ABOUT THIS EXERCISE: Among the entries below, find each line holding "artificial" and return it.

Top of RECORDS SHOWN

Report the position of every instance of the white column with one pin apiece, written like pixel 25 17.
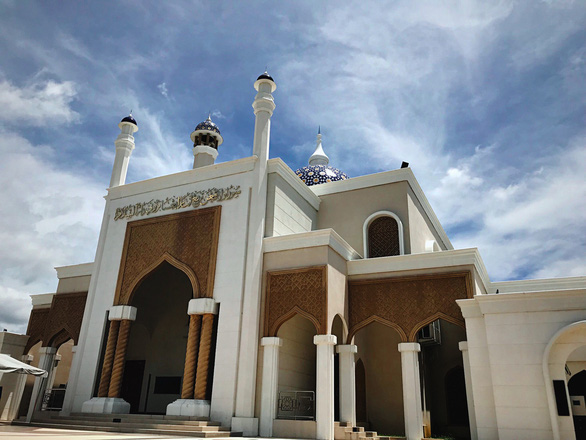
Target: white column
pixel 67 401
pixel 324 386
pixel 411 390
pixel 463 346
pixel 263 106
pixel 46 356
pixel 347 363
pixel 270 383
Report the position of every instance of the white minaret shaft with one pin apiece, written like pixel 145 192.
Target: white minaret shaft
pixel 124 145
pixel 263 106
pixel 319 157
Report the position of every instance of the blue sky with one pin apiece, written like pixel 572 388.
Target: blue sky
pixel 486 100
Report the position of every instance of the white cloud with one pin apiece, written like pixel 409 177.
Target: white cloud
pixel 38 104
pixel 163 89
pixel 49 217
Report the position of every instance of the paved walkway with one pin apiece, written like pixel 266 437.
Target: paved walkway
pixel 34 433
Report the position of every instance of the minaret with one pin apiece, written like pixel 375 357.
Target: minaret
pixel 206 139
pixel 263 106
pixel 124 146
pixel 319 157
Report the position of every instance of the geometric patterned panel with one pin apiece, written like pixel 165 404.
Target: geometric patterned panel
pixel 383 237
pixel 407 303
pixel 55 325
pixel 297 291
pixel 65 317
pixel 189 241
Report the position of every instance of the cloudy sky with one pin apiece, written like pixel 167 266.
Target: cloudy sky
pixel 486 100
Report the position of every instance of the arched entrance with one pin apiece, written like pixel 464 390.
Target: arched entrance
pixel 564 358
pixel 379 380
pixel 296 386
pixel 155 355
pixel 442 377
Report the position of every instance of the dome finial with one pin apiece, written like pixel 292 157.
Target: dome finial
pixel 319 157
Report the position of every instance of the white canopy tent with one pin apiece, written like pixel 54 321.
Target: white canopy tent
pixel 10 365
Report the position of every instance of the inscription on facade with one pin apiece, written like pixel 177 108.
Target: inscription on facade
pixel 193 199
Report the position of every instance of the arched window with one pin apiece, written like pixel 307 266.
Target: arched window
pixel 383 235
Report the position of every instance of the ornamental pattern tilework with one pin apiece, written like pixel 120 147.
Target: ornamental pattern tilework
pixel 189 241
pixel 297 291
pixel 407 303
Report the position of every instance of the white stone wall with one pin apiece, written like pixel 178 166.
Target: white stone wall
pixel 507 338
pixel 287 211
pixel 227 287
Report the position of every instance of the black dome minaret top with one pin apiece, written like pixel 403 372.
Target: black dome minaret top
pixel 206 139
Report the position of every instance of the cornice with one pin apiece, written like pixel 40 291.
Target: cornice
pixel 431 260
pixel 201 174
pixel 322 237
pixel 75 270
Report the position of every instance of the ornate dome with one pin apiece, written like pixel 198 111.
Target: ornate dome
pixel 130 119
pixel 266 76
pixel 318 174
pixel 207 125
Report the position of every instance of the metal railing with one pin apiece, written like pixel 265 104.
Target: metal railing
pixel 296 405
pixel 53 399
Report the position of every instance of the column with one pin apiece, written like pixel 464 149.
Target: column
pixel 193 401
pixel 347 381
pixel 109 400
pixel 324 388
pixel 463 346
pixel 46 356
pixel 19 389
pixel 411 390
pixel 108 359
pixel 191 357
pixel 269 385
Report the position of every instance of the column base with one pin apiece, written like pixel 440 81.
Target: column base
pixel 106 405
pixel 248 426
pixel 189 408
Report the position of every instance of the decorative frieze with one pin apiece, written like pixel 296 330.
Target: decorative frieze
pixel 193 199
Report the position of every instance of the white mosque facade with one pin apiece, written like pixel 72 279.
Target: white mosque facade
pixel 304 305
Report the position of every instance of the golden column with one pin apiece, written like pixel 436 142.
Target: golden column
pixel 205 345
pixel 113 367
pixel 191 357
pixel 119 358
pixel 108 359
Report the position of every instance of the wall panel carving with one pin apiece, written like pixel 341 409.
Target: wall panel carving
pixel 407 303
pixel 188 241
pixel 297 291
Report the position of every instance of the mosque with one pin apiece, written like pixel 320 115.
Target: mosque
pixel 299 304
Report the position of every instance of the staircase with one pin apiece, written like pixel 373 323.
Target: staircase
pixel 345 431
pixel 134 423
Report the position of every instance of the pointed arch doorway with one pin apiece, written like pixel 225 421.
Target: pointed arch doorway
pixel 156 347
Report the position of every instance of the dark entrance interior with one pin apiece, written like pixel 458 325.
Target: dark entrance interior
pixel 156 348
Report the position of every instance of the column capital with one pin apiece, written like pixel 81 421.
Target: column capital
pixel 202 306
pixel 268 341
pixel 325 340
pixel 409 346
pixel 47 350
pixel 121 313
pixel 347 348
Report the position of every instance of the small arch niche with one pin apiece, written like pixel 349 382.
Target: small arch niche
pixel 383 235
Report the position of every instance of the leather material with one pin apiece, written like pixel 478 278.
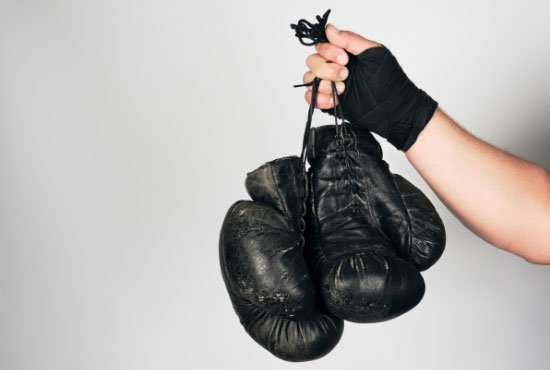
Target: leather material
pixel 368 232
pixel 264 270
pixel 381 98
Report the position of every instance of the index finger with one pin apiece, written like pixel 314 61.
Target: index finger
pixel 332 53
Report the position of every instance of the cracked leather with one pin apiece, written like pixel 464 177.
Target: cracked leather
pixel 369 232
pixel 262 261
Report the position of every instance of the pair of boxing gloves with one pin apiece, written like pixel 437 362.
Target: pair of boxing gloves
pixel 348 241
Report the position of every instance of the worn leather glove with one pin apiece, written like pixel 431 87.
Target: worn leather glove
pixel 369 232
pixel 264 270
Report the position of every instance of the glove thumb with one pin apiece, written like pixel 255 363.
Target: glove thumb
pixel 348 40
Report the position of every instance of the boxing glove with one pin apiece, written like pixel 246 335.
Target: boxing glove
pixel 369 233
pixel 264 270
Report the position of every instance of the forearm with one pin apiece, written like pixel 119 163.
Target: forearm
pixel 503 199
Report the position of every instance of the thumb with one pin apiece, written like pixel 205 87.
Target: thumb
pixel 350 41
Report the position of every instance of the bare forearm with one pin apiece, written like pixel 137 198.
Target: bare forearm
pixel 503 199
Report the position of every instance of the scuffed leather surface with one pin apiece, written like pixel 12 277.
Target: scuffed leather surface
pixel 264 270
pixel 368 232
pixel 381 98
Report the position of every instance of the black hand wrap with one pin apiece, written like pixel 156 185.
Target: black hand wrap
pixel 378 96
pixel 381 98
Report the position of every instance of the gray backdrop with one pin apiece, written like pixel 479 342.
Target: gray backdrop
pixel 126 131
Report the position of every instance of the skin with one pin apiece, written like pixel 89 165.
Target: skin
pixel 503 199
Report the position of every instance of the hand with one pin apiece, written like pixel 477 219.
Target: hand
pixel 377 95
pixel 329 63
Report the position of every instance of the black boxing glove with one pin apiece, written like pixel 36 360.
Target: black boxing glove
pixel 264 270
pixel 381 98
pixel 368 232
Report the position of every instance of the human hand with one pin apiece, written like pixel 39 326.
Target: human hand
pixel 329 63
pixel 377 94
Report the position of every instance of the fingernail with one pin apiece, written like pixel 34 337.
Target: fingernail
pixel 343 73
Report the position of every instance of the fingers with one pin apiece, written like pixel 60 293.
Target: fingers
pixel 326 71
pixel 325 87
pixel 324 101
pixel 352 42
pixel 332 53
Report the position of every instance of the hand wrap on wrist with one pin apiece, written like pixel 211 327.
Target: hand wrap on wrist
pixel 381 98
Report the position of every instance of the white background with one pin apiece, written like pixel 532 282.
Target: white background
pixel 127 129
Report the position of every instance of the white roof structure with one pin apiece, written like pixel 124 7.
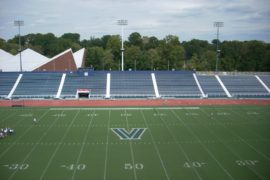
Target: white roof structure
pixel 78 57
pixel 31 60
pixel 5 55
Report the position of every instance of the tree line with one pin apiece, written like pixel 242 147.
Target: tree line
pixel 151 53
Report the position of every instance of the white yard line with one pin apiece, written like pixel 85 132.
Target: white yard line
pixel 229 148
pixel 57 148
pixel 209 152
pixel 106 150
pixel 21 136
pixel 122 108
pixel 155 146
pixel 179 146
pixel 34 147
pixel 131 150
pixel 82 147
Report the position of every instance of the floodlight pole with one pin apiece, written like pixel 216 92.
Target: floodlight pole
pixel 19 23
pixel 122 23
pixel 218 25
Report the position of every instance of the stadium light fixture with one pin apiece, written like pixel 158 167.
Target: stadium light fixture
pixel 122 23
pixel 19 23
pixel 218 25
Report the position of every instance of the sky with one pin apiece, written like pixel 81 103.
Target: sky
pixel 187 19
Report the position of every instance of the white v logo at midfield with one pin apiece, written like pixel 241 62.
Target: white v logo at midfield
pixel 133 134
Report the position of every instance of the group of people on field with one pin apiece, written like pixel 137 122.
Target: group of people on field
pixel 5 132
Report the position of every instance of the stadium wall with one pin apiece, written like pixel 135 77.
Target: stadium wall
pixel 138 103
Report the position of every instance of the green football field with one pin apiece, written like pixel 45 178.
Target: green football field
pixel 204 142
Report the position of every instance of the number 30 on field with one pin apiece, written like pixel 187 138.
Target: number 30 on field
pixel 137 166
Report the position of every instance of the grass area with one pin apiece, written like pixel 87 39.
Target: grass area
pixel 209 142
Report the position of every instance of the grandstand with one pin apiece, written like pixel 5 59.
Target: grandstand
pixel 131 84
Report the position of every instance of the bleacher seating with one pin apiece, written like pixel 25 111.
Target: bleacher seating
pixel 38 85
pixel 177 84
pixel 211 86
pixel 94 81
pixel 131 84
pixel 244 86
pixel 7 81
pixel 266 80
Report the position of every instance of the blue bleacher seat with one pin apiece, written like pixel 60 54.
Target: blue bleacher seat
pixel 94 81
pixel 7 81
pixel 38 85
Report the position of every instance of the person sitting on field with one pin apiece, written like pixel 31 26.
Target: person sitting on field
pixel 35 120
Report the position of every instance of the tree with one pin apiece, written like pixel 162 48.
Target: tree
pixel 95 57
pixel 74 37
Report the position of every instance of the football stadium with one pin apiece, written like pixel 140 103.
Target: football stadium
pixel 171 110
pixel 134 125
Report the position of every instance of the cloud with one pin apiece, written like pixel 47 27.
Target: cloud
pixel 187 19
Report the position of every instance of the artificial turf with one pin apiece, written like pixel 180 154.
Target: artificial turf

Bottom of RECORDS SHOWN

EXERCISE ANSWER:
Report the position of every instance of the artificial turf with one pin apiece, written like pixel 180 154.
Target: artificial turf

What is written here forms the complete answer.